Return every item below unchanged and in the same order.

"""

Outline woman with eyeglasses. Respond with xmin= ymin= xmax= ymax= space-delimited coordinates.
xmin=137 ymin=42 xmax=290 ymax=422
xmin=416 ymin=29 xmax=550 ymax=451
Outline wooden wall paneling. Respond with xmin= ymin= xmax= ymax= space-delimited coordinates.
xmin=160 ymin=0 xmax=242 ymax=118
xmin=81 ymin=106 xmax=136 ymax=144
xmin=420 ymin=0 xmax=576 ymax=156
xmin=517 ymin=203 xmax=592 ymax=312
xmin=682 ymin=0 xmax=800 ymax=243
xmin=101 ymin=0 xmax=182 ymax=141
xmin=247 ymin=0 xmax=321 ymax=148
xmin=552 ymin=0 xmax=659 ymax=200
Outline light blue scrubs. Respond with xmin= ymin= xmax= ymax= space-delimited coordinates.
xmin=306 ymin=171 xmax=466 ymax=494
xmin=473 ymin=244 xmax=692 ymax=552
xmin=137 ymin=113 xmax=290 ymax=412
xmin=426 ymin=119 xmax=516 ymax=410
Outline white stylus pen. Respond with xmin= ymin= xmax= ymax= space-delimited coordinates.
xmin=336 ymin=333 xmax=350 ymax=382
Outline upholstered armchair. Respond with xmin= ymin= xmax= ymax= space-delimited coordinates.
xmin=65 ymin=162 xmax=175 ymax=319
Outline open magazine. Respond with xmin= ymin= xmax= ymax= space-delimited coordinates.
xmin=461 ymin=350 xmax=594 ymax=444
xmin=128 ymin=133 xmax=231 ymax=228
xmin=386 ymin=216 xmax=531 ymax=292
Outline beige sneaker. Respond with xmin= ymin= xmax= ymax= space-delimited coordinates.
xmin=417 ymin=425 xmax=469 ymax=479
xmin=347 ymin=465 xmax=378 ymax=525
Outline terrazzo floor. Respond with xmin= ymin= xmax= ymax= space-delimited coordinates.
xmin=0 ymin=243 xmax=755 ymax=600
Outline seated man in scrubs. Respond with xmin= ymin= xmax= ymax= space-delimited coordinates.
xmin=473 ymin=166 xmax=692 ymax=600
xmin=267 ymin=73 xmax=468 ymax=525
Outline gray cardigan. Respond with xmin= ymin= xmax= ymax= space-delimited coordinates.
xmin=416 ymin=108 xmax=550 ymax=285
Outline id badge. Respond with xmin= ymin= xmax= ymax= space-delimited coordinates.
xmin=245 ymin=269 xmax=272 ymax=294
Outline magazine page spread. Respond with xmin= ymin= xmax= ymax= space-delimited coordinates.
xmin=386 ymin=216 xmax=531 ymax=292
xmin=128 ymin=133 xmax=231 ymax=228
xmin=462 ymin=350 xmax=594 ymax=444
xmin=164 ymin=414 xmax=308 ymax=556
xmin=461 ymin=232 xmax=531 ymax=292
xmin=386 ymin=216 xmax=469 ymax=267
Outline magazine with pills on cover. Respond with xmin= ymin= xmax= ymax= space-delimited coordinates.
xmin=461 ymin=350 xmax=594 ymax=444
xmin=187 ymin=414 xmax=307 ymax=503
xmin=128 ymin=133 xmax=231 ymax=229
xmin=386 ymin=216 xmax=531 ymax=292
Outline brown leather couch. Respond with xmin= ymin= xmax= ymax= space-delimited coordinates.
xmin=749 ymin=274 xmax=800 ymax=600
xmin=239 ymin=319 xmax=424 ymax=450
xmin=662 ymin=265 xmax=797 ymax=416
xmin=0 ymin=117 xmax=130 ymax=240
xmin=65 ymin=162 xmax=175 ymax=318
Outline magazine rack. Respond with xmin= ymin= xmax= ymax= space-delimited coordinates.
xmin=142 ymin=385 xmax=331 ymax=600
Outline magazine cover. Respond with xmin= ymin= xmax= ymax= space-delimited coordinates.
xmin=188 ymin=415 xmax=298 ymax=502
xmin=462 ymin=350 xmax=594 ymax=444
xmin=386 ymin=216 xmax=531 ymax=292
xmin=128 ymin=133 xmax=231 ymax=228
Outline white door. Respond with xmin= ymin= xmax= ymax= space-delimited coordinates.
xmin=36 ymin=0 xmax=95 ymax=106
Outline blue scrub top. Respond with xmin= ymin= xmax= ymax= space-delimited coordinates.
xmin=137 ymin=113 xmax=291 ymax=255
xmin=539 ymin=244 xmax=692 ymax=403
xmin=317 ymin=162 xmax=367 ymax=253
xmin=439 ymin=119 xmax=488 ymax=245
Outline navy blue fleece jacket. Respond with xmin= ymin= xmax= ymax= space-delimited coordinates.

"""

■ **Reply**
Outline woman with eyeglasses. Respond with xmin= ymin= xmax= ymax= space-delimited coordinates.
xmin=137 ymin=42 xmax=290 ymax=422
xmin=416 ymin=29 xmax=550 ymax=451
Outline wooden wall paneling. Respond with xmin= ymin= xmax= ymax= space-delimited coordinates.
xmin=160 ymin=0 xmax=242 ymax=118
xmin=81 ymin=106 xmax=136 ymax=144
xmin=420 ymin=0 xmax=576 ymax=156
xmin=517 ymin=203 xmax=592 ymax=312
xmin=682 ymin=0 xmax=800 ymax=243
xmin=101 ymin=0 xmax=182 ymax=141
xmin=247 ymin=0 xmax=321 ymax=148
xmin=552 ymin=0 xmax=659 ymax=200
Outline light blue scrubs. Respond with xmin= ymin= xmax= ymax= space-delimited coordinates.
xmin=306 ymin=171 xmax=466 ymax=494
xmin=473 ymin=244 xmax=692 ymax=552
xmin=137 ymin=113 xmax=290 ymax=412
xmin=426 ymin=119 xmax=516 ymax=410
Outline white stylus pen. Respond with xmin= ymin= xmax= ymax= space-delimited coordinates.
xmin=336 ymin=333 xmax=350 ymax=382
Outline upholstered armchair. Respond with xmin= ymin= xmax= ymax= space-delimited coordinates.
xmin=65 ymin=162 xmax=175 ymax=319
Outline open magazine. Respond with xmin= ymin= xmax= ymax= space-delimited coordinates.
xmin=461 ymin=350 xmax=594 ymax=444
xmin=128 ymin=133 xmax=231 ymax=228
xmin=386 ymin=216 xmax=531 ymax=292
Outline beige sneaker. Respond with xmin= ymin= xmax= ymax= space-delimited coordinates.
xmin=417 ymin=425 xmax=469 ymax=479
xmin=347 ymin=465 xmax=378 ymax=525
Outline terrazzo floor. Respond with xmin= ymin= xmax= ymax= space-delimited coordinates.
xmin=0 ymin=243 xmax=755 ymax=600
Outline seated man in scrubs. Respond with xmin= ymin= xmax= ymax= space-delimited coordinates.
xmin=473 ymin=166 xmax=692 ymax=600
xmin=267 ymin=73 xmax=468 ymax=525
Outline gray cardigan. Respond with xmin= ymin= xmax= ymax= space-delimited coordinates.
xmin=416 ymin=108 xmax=550 ymax=285
Outline id badge. Respond with xmin= ymin= xmax= ymax= space-delimited coordinates.
xmin=245 ymin=269 xmax=272 ymax=294
Outline magazine page spread. Respond with xmin= ymin= xmax= ymax= space-delimited coordinates.
xmin=386 ymin=216 xmax=531 ymax=292
xmin=128 ymin=133 xmax=231 ymax=228
xmin=462 ymin=350 xmax=594 ymax=444
xmin=164 ymin=414 xmax=308 ymax=556
xmin=461 ymin=232 xmax=531 ymax=292
xmin=386 ymin=216 xmax=469 ymax=267
Outline magazine with pills on cover. Respond with xmin= ymin= xmax= ymax= space-delimited coordinates.
xmin=461 ymin=350 xmax=594 ymax=444
xmin=187 ymin=414 xmax=307 ymax=503
xmin=128 ymin=133 xmax=231 ymax=229
xmin=386 ymin=216 xmax=531 ymax=292
Outline brown leather couch. Respond with xmin= ymin= xmax= ymax= space-delimited coordinates.
xmin=749 ymin=274 xmax=800 ymax=600
xmin=239 ymin=319 xmax=424 ymax=450
xmin=662 ymin=265 xmax=797 ymax=416
xmin=0 ymin=117 xmax=130 ymax=240
xmin=65 ymin=162 xmax=175 ymax=318
Outline magazine rack. Respond with xmin= ymin= xmax= ymax= space-delimited coordinates.
xmin=142 ymin=385 xmax=331 ymax=600
Outline magazine cover. Respond with xmin= ymin= xmax= ymax= space-delimited coordinates.
xmin=188 ymin=415 xmax=298 ymax=502
xmin=462 ymin=350 xmax=594 ymax=444
xmin=386 ymin=216 xmax=531 ymax=292
xmin=128 ymin=133 xmax=231 ymax=228
Outline white door. Respond with xmin= ymin= xmax= ymax= space-delimited coordinates.
xmin=36 ymin=0 xmax=95 ymax=106
Outline blue scrub top. Respond with xmin= ymin= xmax= ymax= space-delimited coordinates.
xmin=137 ymin=113 xmax=291 ymax=255
xmin=539 ymin=244 xmax=692 ymax=403
xmin=317 ymin=162 xmax=367 ymax=253
xmin=439 ymin=119 xmax=488 ymax=245
Outline navy blue fleece jacket. Respond with xmin= ymin= xmax= ymax= space-delimited coordinates.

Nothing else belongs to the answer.